[A run of records]

++++++++++

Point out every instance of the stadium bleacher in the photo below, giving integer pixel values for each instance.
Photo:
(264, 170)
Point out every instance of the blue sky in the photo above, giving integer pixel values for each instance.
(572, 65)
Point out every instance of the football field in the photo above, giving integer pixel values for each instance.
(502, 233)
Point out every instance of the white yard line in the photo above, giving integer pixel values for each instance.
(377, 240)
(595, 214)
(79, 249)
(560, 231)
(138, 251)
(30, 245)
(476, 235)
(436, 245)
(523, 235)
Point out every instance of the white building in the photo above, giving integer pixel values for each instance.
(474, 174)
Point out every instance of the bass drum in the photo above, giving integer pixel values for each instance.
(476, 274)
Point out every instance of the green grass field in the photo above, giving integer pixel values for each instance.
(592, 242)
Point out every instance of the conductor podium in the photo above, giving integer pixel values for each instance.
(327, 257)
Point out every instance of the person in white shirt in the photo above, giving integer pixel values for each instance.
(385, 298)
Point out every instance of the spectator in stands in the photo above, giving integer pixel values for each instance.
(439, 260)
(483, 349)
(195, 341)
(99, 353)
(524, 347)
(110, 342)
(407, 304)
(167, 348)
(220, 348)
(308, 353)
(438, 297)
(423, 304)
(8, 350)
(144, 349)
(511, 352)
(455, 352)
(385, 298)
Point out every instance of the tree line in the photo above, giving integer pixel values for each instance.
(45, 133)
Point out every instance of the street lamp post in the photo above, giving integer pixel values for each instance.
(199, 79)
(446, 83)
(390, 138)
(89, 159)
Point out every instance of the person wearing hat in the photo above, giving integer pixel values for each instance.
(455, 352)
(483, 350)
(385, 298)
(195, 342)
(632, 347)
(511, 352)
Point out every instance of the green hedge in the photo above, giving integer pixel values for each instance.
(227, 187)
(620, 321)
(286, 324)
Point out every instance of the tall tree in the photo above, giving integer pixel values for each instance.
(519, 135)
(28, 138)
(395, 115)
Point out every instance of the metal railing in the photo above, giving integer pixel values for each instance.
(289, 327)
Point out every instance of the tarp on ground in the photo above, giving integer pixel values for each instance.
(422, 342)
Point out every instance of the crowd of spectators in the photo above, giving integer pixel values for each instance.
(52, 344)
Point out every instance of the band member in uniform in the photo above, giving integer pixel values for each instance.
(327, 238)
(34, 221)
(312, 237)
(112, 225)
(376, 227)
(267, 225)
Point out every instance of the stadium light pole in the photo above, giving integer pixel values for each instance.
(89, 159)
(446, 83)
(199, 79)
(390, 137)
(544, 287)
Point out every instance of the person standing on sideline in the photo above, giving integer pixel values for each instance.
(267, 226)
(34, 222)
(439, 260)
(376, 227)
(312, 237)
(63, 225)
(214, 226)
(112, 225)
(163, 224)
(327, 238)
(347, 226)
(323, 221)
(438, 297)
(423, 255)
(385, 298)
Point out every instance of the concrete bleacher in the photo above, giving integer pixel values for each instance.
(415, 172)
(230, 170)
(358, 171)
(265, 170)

++++++++++

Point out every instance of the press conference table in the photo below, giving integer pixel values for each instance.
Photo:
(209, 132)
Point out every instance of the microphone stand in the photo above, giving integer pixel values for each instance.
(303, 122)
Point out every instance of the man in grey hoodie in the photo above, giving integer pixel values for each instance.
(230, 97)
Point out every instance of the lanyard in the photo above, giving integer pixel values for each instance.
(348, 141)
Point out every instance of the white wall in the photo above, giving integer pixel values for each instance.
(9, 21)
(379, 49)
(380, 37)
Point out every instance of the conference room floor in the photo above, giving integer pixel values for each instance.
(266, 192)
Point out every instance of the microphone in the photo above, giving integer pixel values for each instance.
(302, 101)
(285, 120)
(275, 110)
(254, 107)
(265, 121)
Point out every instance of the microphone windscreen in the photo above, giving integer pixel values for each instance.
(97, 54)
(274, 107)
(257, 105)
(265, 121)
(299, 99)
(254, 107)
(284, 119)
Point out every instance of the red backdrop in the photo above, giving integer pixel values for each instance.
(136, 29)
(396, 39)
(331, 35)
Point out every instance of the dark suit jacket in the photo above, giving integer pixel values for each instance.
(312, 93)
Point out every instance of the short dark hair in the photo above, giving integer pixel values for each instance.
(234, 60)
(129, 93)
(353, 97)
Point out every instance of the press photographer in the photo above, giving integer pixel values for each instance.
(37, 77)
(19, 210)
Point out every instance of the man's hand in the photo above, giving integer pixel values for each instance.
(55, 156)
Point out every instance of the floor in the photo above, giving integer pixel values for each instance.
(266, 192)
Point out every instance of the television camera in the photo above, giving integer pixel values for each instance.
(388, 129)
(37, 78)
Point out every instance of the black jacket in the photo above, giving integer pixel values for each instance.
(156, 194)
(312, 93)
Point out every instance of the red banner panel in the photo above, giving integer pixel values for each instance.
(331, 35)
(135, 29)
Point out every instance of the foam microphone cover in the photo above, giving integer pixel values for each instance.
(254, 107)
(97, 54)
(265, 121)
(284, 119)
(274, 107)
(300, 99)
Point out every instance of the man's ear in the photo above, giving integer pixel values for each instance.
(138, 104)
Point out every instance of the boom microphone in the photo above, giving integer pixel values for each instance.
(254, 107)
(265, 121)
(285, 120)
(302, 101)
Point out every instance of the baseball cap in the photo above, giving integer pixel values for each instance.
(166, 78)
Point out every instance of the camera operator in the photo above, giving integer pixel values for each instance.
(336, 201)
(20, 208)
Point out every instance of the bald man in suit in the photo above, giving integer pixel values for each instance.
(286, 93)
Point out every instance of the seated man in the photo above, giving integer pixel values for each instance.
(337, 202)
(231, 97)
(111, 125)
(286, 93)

++++++++++

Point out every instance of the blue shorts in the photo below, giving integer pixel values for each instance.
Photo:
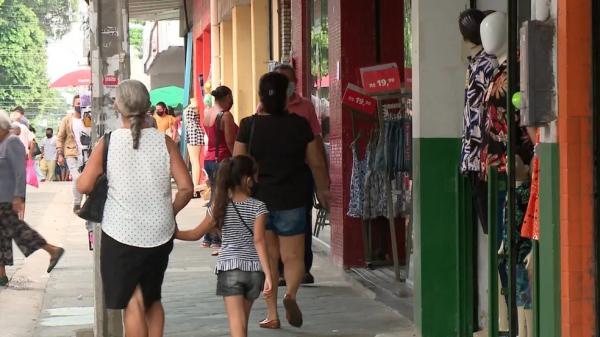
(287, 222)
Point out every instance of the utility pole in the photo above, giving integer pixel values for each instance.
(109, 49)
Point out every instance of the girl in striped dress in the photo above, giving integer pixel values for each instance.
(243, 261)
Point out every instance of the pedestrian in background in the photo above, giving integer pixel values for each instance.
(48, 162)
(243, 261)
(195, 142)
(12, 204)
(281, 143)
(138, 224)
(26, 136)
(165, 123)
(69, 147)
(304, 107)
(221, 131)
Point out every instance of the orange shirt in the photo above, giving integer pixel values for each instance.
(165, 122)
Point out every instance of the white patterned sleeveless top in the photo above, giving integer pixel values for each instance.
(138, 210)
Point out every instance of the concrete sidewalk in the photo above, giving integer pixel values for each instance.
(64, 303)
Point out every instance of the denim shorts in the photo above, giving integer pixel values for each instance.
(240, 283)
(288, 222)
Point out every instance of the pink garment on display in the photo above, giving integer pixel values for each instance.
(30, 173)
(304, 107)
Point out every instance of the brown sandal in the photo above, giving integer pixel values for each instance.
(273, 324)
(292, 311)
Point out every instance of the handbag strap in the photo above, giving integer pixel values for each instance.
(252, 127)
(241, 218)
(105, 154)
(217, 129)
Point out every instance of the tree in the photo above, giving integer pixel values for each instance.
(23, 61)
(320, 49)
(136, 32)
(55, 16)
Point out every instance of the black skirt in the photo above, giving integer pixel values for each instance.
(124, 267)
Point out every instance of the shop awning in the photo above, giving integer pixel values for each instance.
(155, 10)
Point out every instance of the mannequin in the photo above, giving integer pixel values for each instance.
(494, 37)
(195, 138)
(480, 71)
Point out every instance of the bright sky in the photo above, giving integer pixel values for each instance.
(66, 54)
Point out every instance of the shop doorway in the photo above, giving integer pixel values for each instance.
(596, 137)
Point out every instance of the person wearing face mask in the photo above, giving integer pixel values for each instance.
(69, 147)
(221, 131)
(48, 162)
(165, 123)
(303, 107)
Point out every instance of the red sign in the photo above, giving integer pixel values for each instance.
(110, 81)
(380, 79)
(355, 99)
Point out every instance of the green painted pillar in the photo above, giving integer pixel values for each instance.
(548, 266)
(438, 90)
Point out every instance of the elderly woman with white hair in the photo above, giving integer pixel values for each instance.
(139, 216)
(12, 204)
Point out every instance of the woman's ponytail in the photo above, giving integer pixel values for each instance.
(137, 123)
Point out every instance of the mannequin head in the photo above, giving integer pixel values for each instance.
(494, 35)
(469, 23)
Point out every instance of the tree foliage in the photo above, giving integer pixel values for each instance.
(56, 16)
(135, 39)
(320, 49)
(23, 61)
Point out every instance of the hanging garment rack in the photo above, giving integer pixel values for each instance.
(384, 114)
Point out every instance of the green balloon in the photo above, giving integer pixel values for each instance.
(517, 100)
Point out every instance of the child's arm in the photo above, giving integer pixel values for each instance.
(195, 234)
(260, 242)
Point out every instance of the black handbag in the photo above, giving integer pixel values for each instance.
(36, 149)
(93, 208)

++++++++++

- _Written instruction_
Report each line of the data above that contains the word "mannequin", copying every such line in full.

- _Answer for the task_
Point out every instance of the mannequin in the photo above, giving integer pixel values for each instance.
Point out every instance of the mannequin head in the photo above, giving integer pixel values for each instance.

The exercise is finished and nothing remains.